# Task statement
Would you retype all of these records exactly?

# Supplied records
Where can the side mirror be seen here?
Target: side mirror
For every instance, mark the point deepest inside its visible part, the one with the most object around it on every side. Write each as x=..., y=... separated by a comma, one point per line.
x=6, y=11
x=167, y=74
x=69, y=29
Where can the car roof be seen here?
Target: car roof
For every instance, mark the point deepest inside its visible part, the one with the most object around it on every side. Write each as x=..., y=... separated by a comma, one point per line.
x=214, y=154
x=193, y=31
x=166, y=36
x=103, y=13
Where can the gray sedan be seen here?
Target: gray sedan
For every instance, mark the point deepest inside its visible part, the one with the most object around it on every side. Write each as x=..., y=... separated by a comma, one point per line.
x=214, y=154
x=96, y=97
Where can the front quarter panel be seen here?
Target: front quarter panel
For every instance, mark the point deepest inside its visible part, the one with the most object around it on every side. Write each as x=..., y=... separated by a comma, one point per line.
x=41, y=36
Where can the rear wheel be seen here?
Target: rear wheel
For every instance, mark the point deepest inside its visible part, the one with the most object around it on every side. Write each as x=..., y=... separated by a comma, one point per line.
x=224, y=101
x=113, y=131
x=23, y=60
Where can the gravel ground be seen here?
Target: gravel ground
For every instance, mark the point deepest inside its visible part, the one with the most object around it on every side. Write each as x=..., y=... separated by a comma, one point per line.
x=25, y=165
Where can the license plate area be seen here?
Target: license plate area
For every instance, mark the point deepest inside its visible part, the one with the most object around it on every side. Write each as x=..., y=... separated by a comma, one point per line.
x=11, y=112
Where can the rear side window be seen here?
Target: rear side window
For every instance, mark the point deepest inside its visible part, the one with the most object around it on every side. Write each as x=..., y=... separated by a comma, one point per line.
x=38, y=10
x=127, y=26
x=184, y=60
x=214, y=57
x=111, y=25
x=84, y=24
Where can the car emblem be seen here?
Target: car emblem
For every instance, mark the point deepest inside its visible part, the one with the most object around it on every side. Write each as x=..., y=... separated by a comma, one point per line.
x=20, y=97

# Complete answer
Where can the side mirror be seen here?
Target: side mirror
For every instance, mark the point deepest inside its visible part, the one with the most object around it on every side. Write each as x=..., y=... separated by a comma, one point per line.
x=6, y=11
x=167, y=74
x=69, y=29
Where can the car roof be seen here?
Target: car roof
For every instance, mark the point deepest inside its visible part, the one with the most object around it on every side. Write each as x=..., y=... separated by a comma, one point per line.
x=214, y=154
x=193, y=31
x=166, y=36
x=103, y=13
Where can the gray sedan be seen here?
Target: gray sedan
For every instance, mark the point deepest inside its visible part, the one with the most object around it on every side. Write each as x=..., y=... separated by a comma, one point per line.
x=214, y=154
x=96, y=97
Where can the front quarter panel be seen here?
Target: front quarter panel
For every instance, mark the point deepest inside its visible part, the one with the most object around it on every side. Write each as x=..., y=... separated by a comma, one point per line.
x=41, y=36
Where can the rear wheel be seen here?
Target: rear wheel
For every instance, mark the point deepest inside its visible part, the one with the most object around it on every side. Write each as x=..., y=... separated by a comma, one point per line.
x=224, y=101
x=113, y=131
x=23, y=60
Where can the gravel ground be seen here?
Target: gravel ground
For every instance, mark the point deepest inside its visible part, the one with the most object around it on every side. Write each as x=..., y=... separated by a comma, one point per line.
x=25, y=165
Where can the license plate area be seen here?
Target: license plate area
For every instance, mark the point deepest inside its visible part, the one with the most object around it on every side. Write each as x=..., y=... separated by a comma, one point per line.
x=11, y=112
Where can the rear side window be seen here?
Target: rear side window
For every instance, mark the point deepest inside its visible part, the one with the most object around it on every side. Write each as x=..., y=... separated by a comma, one point per line.
x=38, y=10
x=127, y=26
x=184, y=60
x=214, y=57
x=111, y=25
x=84, y=24
Where can the car emblem be seen here?
Target: car emblem
For every instance, mark the point deepest inside its visible part, the one with the most object around it on every side. Write each as x=..., y=... separated by a comma, one point per line.
x=20, y=97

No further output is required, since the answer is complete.